_Records shown:_
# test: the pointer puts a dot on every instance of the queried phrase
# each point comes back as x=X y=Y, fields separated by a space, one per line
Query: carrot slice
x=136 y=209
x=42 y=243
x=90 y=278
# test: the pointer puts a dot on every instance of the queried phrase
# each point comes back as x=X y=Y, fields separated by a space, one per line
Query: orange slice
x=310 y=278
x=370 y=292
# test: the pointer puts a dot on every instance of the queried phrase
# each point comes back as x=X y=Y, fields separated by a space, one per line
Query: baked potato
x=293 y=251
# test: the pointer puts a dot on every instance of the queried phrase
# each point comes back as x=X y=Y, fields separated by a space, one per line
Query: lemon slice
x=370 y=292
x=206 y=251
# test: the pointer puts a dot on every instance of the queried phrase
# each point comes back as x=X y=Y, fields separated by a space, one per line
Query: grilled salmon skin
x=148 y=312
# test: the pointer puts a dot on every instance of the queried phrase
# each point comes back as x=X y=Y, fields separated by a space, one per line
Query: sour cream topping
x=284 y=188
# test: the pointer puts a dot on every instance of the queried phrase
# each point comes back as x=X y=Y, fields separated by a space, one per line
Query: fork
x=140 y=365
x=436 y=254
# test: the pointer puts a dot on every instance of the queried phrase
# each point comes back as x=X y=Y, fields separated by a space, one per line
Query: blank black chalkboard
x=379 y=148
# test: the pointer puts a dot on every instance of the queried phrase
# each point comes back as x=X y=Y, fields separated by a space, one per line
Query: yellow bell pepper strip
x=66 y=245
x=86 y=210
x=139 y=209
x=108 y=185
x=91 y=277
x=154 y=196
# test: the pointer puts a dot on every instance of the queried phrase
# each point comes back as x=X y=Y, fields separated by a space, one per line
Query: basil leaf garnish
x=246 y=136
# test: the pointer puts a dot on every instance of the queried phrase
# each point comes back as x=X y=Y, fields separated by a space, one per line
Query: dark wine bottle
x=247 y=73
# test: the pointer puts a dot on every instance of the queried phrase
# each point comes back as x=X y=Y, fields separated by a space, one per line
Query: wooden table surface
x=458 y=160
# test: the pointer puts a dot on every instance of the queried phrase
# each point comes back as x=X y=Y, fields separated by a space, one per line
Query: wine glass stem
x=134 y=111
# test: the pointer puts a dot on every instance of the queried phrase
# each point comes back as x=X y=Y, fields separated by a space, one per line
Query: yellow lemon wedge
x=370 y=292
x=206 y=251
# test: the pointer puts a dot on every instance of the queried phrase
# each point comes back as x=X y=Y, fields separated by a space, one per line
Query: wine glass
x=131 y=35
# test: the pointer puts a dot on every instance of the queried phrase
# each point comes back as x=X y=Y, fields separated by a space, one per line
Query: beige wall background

_Task instructions:_
Repeat each of the entries exactly.

_Output of the exercise:_
# test: the pointer puts a dot on every instance of the queried phrase
# each point comes back as x=X y=Y, fields separated by a space, one per line
Query: carrot slice
x=136 y=209
x=42 y=243
x=90 y=278
# test: the pointer puts a dot on every instance of the queried phrase
# each point comes back as x=X y=Y, fields separated by a space, one per line
Query: orange slice
x=310 y=278
x=370 y=292
# test: the pointer puts a dot on every instance of the queried phrase
# each point comes back as x=X y=Y, fields separated by a space, one per line
Query: baked potato
x=293 y=251
# test: the pointer puts a dot on every instance of the queried phrase
# each point comes back as x=X y=Y, fields separated by a space, one per line
Query: lemon slice
x=370 y=292
x=206 y=251
# test: the pointer puts a dot on every instance of the queried phrase
# each point comes back as x=X y=Y, fields separated by a space, one per line
Query: grilled salmon skin
x=148 y=312
# test: the pointer puts a dot on every instance of the queried phrase
# each point comes back as x=X y=Y, fields separated by a space, one per line
Query: sour cream topping
x=284 y=188
# test: the pointer puts a dot on every instance of the queried phrase
# each point comes back as x=X y=Y, fields separated by a space, one per line
Query: fork
x=140 y=365
x=436 y=254
# test: the pointer puts a dot on every instance of the queried phrase
# each point comes back as x=X y=Y, fields separated by a space, one per line
Query: blank black chalkboard
x=379 y=148
# test: the pointer puts a dot on every instance of the queried phrase
# each point comes back as x=X y=Y, fields separated by a space, one per line
Query: yellow bell pepper strip
x=66 y=245
x=86 y=210
x=139 y=209
x=108 y=185
x=91 y=277
x=154 y=196
# test: the pointer puts a dot on every instance of the queried phrase
# each point comes back as x=X y=Y, fields separated by a space, one per line
Query: basil leaf garnish
x=246 y=136
# test: the pointer puts a dot on every instance of the queried phrase
# each point comes back as x=X y=Y, fields separated by a space, one per line
Query: dark wine bottle
x=247 y=73
# test: the pointer puts a dot on every instance of the queried phrase
# each point comes back as x=X y=Y, fields separated by a space, one per line
Query: wooden table surface
x=458 y=160
# test: the pointer puts a dot on every instance of the queried phrase
# each point comes back as x=X y=Y, fields separated by a space, one per line
Query: wine glass stem
x=134 y=111
# test: the pointer puts a dot on every instance of the queried phrase
# each point comes back as x=X y=Y, fields separated by a space, one per line
Query: yellow lemon wedge
x=370 y=292
x=206 y=251
# test: the pointer puts a dot on every instance of the queried phrase
# each point comes back as x=X y=Y, fields separated by a space, one per line
Query: wine glass
x=131 y=35
# test: the pointer puts a dot on every instance of the queried phrase
# each point comes back as x=X y=Y, fields separated by a space, one per line
Query: beige wall background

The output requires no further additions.